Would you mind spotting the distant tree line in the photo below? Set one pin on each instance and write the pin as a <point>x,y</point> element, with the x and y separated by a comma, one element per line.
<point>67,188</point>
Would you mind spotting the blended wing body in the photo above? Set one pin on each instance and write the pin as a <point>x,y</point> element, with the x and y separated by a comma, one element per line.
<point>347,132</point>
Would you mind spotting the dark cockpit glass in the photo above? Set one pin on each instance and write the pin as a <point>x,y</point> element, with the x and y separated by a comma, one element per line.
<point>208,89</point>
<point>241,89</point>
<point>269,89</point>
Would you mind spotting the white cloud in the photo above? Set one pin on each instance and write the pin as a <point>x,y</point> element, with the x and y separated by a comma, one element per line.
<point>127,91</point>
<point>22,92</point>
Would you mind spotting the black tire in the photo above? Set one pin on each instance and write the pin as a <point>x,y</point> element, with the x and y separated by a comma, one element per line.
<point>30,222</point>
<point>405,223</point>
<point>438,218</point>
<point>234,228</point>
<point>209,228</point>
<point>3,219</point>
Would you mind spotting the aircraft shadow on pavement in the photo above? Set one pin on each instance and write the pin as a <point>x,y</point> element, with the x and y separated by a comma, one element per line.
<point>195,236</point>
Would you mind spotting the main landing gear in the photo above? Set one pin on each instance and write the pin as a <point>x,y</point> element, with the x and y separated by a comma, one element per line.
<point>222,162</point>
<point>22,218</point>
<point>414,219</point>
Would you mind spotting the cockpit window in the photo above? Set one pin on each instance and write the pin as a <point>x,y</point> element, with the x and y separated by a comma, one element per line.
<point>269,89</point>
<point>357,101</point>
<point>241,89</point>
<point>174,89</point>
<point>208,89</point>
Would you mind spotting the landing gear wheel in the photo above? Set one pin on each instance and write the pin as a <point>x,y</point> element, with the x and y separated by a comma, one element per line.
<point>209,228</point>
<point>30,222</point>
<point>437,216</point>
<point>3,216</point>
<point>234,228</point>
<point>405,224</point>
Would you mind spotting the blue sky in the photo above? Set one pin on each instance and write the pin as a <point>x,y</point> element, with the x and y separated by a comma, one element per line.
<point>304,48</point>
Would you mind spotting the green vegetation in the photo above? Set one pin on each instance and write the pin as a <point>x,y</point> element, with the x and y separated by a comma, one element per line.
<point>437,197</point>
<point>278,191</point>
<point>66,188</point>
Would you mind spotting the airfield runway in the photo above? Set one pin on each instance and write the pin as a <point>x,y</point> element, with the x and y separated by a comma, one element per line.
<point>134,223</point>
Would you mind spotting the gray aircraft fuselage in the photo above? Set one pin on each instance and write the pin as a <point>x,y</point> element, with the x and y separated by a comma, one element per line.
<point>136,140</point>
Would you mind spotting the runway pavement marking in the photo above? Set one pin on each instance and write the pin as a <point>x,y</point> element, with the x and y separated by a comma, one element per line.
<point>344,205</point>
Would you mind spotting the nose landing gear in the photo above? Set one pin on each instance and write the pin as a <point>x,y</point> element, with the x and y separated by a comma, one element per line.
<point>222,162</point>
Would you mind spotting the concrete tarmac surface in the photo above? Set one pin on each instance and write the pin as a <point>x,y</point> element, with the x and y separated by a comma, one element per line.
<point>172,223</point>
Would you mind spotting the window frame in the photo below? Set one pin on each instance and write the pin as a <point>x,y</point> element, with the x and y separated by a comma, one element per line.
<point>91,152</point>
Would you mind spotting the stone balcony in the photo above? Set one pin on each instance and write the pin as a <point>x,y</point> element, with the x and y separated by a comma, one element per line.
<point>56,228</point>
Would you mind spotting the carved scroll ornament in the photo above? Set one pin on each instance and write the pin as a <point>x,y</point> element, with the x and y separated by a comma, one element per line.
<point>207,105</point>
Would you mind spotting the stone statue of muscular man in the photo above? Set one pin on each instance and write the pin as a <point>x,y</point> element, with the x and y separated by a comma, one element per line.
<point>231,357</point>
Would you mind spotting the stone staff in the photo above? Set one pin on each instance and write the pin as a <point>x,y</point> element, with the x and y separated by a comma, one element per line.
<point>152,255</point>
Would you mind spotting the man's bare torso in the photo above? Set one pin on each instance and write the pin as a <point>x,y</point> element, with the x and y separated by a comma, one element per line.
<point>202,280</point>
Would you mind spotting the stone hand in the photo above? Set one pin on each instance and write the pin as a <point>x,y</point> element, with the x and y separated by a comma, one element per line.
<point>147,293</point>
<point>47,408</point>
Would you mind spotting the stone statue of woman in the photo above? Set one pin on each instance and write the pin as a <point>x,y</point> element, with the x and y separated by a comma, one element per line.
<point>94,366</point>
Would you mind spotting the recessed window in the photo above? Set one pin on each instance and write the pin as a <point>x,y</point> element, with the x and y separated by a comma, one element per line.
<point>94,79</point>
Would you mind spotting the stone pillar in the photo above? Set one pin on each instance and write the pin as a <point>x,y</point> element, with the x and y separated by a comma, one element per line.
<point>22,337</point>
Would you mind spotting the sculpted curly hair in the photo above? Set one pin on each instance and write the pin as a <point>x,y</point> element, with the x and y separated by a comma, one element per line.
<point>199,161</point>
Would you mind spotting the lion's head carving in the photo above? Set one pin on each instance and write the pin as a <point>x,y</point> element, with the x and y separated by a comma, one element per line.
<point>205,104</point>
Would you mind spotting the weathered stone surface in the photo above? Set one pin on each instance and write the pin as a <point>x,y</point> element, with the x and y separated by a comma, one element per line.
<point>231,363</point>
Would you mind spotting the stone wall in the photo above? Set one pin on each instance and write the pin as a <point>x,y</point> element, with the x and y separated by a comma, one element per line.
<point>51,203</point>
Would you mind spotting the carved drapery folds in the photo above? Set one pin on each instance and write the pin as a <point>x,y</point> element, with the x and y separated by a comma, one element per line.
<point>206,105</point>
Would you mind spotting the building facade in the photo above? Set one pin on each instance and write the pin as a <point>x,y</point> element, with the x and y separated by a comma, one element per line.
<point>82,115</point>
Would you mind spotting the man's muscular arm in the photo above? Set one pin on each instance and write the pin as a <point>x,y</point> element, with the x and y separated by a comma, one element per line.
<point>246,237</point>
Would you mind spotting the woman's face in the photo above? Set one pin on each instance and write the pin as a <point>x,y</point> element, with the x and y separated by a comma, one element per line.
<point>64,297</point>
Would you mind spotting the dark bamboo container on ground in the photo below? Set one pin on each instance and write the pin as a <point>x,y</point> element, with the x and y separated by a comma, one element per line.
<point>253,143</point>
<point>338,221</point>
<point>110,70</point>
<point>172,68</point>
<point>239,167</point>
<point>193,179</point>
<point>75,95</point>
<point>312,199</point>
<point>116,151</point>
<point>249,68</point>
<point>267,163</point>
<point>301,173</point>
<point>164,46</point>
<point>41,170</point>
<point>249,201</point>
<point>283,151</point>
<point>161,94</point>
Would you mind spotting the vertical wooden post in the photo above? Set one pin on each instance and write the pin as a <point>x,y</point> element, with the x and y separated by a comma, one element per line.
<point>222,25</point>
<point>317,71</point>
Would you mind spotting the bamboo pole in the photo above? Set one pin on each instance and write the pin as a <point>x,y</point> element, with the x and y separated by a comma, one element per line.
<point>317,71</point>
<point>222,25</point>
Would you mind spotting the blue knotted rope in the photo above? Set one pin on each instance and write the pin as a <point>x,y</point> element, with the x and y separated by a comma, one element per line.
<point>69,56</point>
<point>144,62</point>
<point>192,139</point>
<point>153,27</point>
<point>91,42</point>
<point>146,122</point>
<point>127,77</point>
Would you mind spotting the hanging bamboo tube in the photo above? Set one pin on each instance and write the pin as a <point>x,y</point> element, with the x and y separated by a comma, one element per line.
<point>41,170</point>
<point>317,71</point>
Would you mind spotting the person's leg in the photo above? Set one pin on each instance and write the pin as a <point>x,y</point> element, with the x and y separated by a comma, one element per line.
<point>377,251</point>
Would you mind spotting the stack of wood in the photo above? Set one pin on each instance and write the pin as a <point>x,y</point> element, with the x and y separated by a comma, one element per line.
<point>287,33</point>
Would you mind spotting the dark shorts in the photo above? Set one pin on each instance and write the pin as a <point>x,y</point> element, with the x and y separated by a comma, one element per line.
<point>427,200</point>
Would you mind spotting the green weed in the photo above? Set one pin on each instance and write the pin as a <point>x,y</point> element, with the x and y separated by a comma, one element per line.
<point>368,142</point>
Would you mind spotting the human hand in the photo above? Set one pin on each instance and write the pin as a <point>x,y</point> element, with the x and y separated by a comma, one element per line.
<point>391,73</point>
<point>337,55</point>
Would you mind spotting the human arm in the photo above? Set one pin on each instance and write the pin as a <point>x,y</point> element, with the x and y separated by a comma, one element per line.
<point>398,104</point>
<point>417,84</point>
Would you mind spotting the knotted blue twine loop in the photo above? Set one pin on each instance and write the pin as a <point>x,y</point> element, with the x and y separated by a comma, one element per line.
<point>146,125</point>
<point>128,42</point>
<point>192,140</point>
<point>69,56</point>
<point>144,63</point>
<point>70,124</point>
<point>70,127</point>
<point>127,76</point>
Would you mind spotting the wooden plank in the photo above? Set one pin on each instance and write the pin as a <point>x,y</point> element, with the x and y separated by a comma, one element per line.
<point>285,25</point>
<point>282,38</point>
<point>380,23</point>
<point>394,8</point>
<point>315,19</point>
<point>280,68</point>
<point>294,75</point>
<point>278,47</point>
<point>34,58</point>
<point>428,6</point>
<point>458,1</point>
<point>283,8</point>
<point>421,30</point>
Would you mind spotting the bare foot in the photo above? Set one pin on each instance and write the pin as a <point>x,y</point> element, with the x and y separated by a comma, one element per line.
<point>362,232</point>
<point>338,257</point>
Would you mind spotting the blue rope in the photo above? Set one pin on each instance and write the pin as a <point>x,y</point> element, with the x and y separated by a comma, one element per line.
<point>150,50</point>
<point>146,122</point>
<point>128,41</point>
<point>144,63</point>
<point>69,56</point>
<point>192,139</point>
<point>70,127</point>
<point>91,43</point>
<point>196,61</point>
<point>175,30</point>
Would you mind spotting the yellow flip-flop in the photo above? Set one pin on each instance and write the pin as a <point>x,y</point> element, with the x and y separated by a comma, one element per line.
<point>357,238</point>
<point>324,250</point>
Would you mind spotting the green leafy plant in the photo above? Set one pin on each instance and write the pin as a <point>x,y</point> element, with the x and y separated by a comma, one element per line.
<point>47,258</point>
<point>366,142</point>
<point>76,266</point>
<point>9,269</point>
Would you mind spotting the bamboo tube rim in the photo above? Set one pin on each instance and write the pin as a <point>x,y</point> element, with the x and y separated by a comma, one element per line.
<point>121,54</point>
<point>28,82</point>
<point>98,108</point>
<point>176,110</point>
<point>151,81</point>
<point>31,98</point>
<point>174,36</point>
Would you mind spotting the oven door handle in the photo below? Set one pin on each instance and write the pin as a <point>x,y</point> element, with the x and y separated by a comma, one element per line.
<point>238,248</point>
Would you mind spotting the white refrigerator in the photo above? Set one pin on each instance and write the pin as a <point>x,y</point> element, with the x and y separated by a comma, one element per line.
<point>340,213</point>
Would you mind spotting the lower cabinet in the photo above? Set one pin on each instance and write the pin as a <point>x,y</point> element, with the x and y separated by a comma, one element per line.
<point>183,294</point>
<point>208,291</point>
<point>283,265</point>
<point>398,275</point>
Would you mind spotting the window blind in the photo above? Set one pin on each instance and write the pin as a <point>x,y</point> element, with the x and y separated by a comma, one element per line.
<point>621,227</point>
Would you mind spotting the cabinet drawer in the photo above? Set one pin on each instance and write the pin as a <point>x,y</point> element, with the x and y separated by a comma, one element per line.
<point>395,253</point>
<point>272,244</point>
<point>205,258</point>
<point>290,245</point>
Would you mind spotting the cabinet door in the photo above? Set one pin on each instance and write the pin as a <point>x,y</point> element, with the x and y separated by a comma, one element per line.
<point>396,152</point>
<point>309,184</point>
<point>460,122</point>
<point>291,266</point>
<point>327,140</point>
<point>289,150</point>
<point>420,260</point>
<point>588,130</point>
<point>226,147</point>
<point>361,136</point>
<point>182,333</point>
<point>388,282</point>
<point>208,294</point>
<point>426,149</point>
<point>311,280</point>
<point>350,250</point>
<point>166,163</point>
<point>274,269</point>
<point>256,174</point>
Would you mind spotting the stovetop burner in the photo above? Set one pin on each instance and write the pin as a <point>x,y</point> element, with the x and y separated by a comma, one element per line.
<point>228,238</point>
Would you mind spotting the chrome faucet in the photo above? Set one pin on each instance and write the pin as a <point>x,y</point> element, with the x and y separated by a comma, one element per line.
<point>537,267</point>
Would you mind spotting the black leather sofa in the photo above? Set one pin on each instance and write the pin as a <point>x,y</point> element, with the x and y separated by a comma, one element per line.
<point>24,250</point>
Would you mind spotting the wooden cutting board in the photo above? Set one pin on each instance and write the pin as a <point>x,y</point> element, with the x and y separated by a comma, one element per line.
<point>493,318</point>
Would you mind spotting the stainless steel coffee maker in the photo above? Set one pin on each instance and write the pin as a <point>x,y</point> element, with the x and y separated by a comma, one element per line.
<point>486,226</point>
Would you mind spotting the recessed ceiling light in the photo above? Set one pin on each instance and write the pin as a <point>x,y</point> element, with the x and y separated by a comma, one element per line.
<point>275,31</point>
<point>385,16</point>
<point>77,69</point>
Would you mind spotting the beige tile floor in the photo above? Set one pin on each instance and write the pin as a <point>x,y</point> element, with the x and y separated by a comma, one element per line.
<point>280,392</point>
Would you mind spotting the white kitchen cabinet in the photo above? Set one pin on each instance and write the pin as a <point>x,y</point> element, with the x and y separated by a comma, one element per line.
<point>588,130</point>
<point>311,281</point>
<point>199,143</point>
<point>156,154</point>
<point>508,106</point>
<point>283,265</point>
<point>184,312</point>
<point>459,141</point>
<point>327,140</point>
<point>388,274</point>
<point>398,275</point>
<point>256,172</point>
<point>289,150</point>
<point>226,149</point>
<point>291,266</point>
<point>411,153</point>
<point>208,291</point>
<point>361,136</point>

★ ★ ★ ★ ★ ★ ★

Your task:
Arrange as a numbered list the lines starting at the one containing "Would you mind spotting the dark bamboo" and ending at the one containing "<point>249,68</point>", leaving out any blank lines.

Correct result:
1. Would you mind spotting the dark bamboo container on ground in the photo below? Set one pin on each instance and write the pin as a <point>x,y</point> element, with the x and y separated by a comma, one element per line.
2. <point>253,143</point>
3. <point>338,221</point>
4. <point>110,70</point>
5. <point>172,68</point>
6. <point>239,167</point>
7. <point>193,179</point>
8. <point>75,95</point>
9. <point>312,199</point>
10. <point>116,151</point>
11. <point>249,68</point>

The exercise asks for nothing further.